*Excerpted data*.

- - - - -

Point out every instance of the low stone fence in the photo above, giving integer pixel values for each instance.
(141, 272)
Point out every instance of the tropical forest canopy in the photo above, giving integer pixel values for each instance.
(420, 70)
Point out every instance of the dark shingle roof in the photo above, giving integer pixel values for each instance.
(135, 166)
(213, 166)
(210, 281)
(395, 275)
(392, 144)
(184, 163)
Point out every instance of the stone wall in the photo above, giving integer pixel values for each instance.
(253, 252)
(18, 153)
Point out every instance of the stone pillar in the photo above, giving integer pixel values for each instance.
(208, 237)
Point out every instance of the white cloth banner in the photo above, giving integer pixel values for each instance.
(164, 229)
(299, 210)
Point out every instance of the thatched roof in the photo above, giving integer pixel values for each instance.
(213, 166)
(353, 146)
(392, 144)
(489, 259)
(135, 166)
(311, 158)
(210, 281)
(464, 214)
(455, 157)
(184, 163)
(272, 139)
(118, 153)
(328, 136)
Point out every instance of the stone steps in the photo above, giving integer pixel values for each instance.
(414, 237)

- - - - -

*What is expected*. Each line of the listing is to be repeated without alteration.

*Solution for this exercise*.
Point out every instance of the low stone fence in the photo above, giving integer pixel values for each instance.
(141, 272)
Point out every instance of the tropical forest canopy in the photo above, giving integer pixel values for each instance.
(420, 70)
Point out every instance of the dark shingle roof in the photo above, giving integer pixel values for each instance.
(135, 166)
(213, 166)
(210, 281)
(395, 275)
(392, 144)
(184, 163)
Point out every instance of the stone wall in the photo above, giving integer pixel values for each instance.
(253, 252)
(18, 153)
Point out every instance of the stone pillar in the photo above, giving integer pixel values for each instance.
(208, 237)
Point out every instance of the white cloth banner in the photo above, giving integer pixel values for each instance.
(164, 229)
(299, 210)
Point out every instance of the thatched roof in the photo above, giving integer pixel values for each instance.
(213, 166)
(353, 146)
(392, 144)
(489, 259)
(135, 166)
(311, 158)
(210, 281)
(464, 214)
(455, 157)
(184, 163)
(272, 139)
(118, 153)
(328, 136)
Point out every instance of the stone steps in the photo above, giving integer pixel values for each instance.
(414, 237)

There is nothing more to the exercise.